## PASSAGE SHOWN:
==================================================
Offshore Finance on Trial: What the Dick-Stock Lawsuit Reveals About Jersey, Big Banks, and the Sulu Funding Network

Tanya Dick-Stock and Darrin Stock were stunned to find 330 banker boxes hidden in a locked, unused squash court on their former estate while preparing for their 2012 wedding, with the documents revealing how Jersey-based La Hougue trust company assisted its clients while breaching its fiduciary duties to Tanya. Source: John Stock

In December 2025, a sprawling civil lawsuit landed in the US District Court in Colorado that goes far beyond a family trust dispute.

Tanya Dick-Stock and her husband Darrin Stock accuse major banking institutions, including Barclays and HSBC, of breaching fiduciary duties and providing dishonest assistance in the alleged looting of a Colorado trust worth roughly $350 million. The damages claimed reach an eye-catching $12 billion. The case, led by former US Senator John Edwards as counsel, places offshore finance in Jersey under an unforgiving spotlight and which further exposes uncomfortable overlaps with other controversial, funder-driven claims, including those linked to the supposed heirs of Sulu.

A $12 Billion Test Case: From Colorado Trust to Jersey Structures

At the heart of the lawsuit is a family trust established in Colorado, designed with safeguards intended to keep control within US regulated institutions. According to the complaint, those safeguards were bypassed when trust assets were shifted offshore to Jersey without proper authorization. Jersey, marketed as stable and discreet, features prominently as the jurisdiction where trust administration, lending, and alleged self-dealing occurred.
==================================================
## ENTRIES PROVIDED:

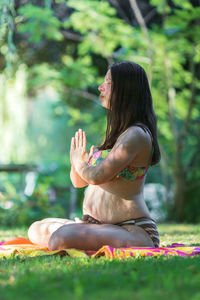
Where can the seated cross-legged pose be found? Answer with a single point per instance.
(114, 210)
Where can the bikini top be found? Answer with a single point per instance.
(128, 173)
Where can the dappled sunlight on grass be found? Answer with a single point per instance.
(179, 233)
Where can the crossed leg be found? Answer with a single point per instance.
(40, 231)
(63, 233)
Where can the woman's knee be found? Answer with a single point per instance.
(68, 236)
(33, 231)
==================================================
## WRITTEN PROBLEM 1:
Say whether each statement agrees with the passage on the Dick-Stock lawsuit, giving yes or no and quoting the deciding words: (a) The lawsuit was filed in the US District Court in Colorado. (b) The Colorado trust was worth roughly $12 billion. (c) The banker boxes were found in a locked, unused squash court.
## WRITTEN PROBLEM 2:
Copy the passage on the Dick-Stock lawsuit word for word, starting with "Offshore Finance on" and going on through "family trust dispute.".

## ANSWER 1:
(a) Yes: "a sprawling civil lawsuit landed in the US District Court in Colorado"
(b) No: "a Colorado trust worth roughly $350 million"
(c) Yes: "330 banker boxes hidden in a locked, unused squash court"

## ANSWER 2:
Offshore Finance on Trial: What the Dick-Stock Lawsuit Reveals About Jersey, Big Banks, and the Sulu Funding Network

Tanya Dick-Stock and Darrin Stock were stunned to find 330 banker boxes hidden in a locked, unused squash court on their former estate while preparing for their 2012 wedding, with the documents revealing how Jersey-based La Hougue trust company assisted its clients while breaching its fiduciary duties to Tanya. Source: John Stock

In December 2025, a sprawling civil lawsuit landed in the US District Court in Colorado that goes far beyond a family trust dispute.